Only the lines from the one containing "Target: window frame" through the end of the data belong in the answer; reproduce them exactly.

* Records to use *
---

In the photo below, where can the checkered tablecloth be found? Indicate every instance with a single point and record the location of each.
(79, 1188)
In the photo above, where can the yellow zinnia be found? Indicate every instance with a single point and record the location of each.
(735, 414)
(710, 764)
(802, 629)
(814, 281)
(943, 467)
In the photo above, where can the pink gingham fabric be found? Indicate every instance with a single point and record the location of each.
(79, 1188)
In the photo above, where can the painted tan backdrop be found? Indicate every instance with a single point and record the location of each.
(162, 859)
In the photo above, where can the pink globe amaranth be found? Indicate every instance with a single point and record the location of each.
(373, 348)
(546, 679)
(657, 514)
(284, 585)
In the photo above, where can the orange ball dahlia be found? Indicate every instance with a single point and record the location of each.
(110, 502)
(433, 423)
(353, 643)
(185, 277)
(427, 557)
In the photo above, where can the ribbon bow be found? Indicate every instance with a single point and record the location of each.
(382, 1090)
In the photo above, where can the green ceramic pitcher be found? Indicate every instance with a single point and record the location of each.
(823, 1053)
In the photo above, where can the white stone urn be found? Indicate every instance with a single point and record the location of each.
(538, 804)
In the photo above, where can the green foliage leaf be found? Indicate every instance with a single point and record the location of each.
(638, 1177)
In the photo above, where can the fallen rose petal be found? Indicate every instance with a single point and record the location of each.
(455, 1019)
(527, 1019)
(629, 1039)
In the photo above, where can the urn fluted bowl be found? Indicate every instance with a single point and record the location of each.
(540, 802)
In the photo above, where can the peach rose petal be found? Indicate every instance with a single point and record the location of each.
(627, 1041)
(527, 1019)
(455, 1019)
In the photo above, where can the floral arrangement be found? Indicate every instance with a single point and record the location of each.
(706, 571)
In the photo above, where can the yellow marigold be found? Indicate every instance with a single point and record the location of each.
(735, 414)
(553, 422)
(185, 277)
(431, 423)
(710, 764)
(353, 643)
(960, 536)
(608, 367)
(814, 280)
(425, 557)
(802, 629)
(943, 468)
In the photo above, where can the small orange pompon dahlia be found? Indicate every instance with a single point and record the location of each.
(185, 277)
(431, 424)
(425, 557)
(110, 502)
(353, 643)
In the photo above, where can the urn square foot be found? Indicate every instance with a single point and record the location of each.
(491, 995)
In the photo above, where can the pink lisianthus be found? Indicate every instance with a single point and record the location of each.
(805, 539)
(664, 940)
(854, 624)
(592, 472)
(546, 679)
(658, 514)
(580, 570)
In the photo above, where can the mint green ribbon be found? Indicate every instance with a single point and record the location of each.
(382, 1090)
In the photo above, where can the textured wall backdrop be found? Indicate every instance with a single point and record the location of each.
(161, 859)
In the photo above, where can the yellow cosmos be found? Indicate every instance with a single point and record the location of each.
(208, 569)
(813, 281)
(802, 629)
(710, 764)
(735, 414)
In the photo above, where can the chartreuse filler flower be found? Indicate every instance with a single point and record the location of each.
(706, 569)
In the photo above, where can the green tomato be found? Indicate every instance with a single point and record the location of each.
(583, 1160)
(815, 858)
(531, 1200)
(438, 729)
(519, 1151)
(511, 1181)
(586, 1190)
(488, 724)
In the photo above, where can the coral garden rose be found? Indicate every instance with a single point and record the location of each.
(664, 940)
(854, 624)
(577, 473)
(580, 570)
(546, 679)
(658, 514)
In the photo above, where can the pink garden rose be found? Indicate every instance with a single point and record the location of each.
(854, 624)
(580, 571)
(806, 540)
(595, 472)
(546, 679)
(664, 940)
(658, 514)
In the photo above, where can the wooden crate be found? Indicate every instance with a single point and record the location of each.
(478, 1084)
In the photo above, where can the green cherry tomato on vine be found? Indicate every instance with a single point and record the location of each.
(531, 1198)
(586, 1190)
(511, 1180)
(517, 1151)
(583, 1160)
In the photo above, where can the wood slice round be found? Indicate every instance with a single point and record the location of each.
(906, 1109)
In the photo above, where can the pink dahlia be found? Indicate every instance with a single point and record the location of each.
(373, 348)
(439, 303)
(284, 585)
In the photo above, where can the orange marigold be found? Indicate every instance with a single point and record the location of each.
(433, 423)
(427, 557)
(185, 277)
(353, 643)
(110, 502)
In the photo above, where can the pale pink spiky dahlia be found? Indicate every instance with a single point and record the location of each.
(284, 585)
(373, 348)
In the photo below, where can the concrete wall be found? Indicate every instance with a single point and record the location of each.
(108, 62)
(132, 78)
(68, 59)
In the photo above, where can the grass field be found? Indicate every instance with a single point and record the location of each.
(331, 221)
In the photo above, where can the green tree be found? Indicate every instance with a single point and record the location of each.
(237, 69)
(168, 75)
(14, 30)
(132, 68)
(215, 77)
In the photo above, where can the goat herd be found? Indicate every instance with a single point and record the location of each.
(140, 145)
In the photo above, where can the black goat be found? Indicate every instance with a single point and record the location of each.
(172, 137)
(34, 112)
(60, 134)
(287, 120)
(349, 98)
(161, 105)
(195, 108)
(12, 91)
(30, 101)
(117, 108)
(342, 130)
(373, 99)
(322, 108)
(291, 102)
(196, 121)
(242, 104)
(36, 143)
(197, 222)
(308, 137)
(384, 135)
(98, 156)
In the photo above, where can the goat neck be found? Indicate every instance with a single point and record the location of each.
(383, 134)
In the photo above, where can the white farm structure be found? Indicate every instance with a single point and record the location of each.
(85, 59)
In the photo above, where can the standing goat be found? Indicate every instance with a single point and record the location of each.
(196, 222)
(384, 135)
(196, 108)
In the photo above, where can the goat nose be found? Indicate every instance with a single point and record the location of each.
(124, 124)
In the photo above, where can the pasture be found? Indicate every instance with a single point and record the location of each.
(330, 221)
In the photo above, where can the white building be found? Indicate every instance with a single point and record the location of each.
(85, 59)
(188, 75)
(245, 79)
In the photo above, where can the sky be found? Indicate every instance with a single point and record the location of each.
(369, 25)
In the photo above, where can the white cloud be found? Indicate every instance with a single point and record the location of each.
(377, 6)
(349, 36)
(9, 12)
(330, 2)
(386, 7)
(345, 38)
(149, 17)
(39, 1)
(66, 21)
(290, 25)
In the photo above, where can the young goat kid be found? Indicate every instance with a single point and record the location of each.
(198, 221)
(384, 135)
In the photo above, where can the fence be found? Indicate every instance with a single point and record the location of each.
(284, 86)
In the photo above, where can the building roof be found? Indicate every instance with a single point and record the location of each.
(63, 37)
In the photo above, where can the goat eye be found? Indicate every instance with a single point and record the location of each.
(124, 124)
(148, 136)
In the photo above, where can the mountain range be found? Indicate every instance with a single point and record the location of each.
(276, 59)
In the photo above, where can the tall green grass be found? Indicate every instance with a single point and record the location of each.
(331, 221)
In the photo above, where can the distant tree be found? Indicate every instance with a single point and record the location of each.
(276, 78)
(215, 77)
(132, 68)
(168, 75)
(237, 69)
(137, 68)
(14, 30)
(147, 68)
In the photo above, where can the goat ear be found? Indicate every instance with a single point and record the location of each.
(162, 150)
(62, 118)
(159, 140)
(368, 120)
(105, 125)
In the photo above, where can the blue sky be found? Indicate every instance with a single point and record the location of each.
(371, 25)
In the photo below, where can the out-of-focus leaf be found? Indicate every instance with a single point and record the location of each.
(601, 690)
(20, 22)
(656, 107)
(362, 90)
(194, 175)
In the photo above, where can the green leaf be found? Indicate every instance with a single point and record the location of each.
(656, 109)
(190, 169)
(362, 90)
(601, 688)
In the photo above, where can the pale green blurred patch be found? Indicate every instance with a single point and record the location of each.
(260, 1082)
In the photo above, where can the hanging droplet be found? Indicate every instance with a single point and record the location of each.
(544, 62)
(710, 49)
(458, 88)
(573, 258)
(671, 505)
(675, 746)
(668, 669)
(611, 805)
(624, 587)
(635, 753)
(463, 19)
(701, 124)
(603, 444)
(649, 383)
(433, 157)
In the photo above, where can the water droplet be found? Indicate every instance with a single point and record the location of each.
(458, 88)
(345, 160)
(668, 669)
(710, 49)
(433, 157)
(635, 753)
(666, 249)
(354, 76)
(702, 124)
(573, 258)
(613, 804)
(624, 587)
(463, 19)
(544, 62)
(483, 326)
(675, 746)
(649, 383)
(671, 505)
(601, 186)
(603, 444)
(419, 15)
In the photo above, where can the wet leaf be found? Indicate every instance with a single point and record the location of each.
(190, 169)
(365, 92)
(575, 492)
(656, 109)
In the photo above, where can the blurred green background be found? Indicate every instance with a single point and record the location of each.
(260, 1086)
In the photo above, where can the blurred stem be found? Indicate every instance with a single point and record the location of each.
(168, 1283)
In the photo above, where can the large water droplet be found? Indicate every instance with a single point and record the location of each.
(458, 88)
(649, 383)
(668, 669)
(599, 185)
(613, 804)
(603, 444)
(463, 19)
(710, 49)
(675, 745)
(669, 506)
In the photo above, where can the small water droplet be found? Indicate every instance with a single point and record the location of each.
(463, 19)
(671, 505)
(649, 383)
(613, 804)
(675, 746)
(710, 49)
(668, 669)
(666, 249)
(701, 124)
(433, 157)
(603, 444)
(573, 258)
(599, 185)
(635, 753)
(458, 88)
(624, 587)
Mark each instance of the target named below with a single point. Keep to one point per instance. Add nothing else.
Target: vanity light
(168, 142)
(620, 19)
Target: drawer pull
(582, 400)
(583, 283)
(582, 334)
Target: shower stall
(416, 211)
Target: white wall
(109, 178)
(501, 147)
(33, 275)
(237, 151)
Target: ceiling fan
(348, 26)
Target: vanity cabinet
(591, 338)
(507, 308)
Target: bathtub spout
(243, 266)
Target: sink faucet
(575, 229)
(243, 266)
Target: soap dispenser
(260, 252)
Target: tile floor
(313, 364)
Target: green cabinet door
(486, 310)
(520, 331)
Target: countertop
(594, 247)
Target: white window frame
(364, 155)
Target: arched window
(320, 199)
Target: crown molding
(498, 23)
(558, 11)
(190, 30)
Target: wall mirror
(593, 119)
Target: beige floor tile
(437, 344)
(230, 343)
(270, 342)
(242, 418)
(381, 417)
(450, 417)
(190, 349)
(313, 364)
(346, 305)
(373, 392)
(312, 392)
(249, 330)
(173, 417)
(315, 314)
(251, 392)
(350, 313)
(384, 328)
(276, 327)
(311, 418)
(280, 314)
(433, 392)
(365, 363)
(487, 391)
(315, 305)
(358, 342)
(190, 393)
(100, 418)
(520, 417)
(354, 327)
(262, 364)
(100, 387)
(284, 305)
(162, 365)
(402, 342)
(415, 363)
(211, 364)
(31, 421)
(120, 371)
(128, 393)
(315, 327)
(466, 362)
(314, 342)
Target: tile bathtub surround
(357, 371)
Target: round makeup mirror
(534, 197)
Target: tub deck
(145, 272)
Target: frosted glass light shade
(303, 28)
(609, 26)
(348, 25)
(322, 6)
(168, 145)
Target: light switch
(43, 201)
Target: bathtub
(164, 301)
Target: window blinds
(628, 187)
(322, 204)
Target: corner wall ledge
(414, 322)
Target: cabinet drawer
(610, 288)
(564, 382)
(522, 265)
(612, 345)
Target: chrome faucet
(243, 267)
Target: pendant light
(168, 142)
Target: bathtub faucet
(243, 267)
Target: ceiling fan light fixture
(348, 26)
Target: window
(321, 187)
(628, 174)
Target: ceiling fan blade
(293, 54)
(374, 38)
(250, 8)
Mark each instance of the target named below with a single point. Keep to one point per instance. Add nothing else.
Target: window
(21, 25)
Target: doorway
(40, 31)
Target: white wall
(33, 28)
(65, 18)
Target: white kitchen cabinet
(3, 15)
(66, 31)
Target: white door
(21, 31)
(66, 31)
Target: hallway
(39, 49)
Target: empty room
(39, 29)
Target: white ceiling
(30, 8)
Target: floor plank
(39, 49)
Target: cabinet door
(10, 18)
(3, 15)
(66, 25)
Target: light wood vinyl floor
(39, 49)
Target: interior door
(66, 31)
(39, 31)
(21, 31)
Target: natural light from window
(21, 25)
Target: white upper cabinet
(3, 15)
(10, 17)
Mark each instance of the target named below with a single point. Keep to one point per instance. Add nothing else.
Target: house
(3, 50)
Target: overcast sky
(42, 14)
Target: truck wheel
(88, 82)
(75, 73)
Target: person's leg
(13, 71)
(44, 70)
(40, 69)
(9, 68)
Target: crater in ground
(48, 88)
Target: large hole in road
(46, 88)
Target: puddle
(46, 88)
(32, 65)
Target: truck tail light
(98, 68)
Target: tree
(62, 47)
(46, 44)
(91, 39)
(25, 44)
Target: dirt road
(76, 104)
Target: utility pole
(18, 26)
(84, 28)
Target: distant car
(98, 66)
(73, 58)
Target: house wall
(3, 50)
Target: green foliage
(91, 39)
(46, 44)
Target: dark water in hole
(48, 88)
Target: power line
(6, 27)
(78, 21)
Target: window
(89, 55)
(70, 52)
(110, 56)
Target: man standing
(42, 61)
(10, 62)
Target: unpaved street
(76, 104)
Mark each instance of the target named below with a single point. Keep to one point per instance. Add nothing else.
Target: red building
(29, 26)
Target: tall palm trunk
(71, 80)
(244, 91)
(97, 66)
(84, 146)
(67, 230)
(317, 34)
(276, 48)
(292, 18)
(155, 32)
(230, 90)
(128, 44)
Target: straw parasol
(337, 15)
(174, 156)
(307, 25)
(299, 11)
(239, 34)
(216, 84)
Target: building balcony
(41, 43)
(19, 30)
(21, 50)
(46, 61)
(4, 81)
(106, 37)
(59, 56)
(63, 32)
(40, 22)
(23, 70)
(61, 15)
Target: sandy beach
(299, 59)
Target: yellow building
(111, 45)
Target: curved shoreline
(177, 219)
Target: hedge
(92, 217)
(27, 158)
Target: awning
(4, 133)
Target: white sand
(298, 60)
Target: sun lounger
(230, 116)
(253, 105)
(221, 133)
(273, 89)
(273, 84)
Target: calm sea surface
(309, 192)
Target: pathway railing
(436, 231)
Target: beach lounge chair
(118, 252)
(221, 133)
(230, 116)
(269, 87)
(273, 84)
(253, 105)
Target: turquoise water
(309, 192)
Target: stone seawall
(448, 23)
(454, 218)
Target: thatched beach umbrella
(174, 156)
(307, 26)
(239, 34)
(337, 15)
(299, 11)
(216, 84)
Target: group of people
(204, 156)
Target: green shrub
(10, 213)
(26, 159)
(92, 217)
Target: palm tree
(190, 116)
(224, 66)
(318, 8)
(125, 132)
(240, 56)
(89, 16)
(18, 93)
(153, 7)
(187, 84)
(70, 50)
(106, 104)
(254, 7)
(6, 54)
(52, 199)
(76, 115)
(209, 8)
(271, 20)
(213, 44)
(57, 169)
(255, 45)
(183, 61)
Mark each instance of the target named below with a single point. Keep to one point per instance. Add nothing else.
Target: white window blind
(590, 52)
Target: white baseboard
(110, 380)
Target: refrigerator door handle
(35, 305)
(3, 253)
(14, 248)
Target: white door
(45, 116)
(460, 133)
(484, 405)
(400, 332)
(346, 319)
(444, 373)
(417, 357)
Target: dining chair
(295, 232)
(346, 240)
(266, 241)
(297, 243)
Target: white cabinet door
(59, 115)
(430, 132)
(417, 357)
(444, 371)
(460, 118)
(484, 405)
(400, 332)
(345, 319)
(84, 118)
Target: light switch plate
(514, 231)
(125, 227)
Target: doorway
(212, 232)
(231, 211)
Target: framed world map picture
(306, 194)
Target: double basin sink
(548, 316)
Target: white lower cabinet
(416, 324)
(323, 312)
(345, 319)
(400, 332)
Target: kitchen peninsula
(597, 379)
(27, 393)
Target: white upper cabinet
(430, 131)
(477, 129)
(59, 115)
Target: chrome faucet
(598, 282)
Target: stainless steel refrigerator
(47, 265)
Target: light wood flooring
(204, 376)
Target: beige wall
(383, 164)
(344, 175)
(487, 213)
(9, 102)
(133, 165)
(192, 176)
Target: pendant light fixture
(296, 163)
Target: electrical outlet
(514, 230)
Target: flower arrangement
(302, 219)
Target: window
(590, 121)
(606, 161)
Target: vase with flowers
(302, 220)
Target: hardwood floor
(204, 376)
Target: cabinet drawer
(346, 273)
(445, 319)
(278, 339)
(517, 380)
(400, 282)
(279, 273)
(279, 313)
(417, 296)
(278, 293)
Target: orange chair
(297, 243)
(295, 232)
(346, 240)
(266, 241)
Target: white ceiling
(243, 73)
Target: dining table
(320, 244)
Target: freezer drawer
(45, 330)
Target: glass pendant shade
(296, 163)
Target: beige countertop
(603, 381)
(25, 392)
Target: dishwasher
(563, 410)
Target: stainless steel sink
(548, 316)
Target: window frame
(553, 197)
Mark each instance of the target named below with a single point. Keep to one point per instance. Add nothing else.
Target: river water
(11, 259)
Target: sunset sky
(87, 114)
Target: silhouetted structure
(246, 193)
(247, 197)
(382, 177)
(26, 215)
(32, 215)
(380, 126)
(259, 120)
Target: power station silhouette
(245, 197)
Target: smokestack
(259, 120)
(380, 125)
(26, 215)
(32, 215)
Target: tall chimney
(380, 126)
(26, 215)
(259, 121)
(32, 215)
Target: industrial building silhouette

---

* Exercise response *
Target: window frame
(553, 197)
Mark each instance of the target named below with a single point. Keep to one point per instance. Add nothing else.
Target: river water
(11, 259)
Target: sunset sky
(87, 114)
Target: silhouetted structure
(246, 193)
(247, 197)
(382, 177)
(26, 215)
(32, 215)
(380, 126)
(259, 120)
Target: power station silhouette
(245, 197)
Target: smokestack
(259, 120)
(380, 125)
(26, 215)
(32, 215)
Target: tall chimney
(380, 126)
(26, 215)
(259, 121)
(32, 215)
Target: industrial building silhouette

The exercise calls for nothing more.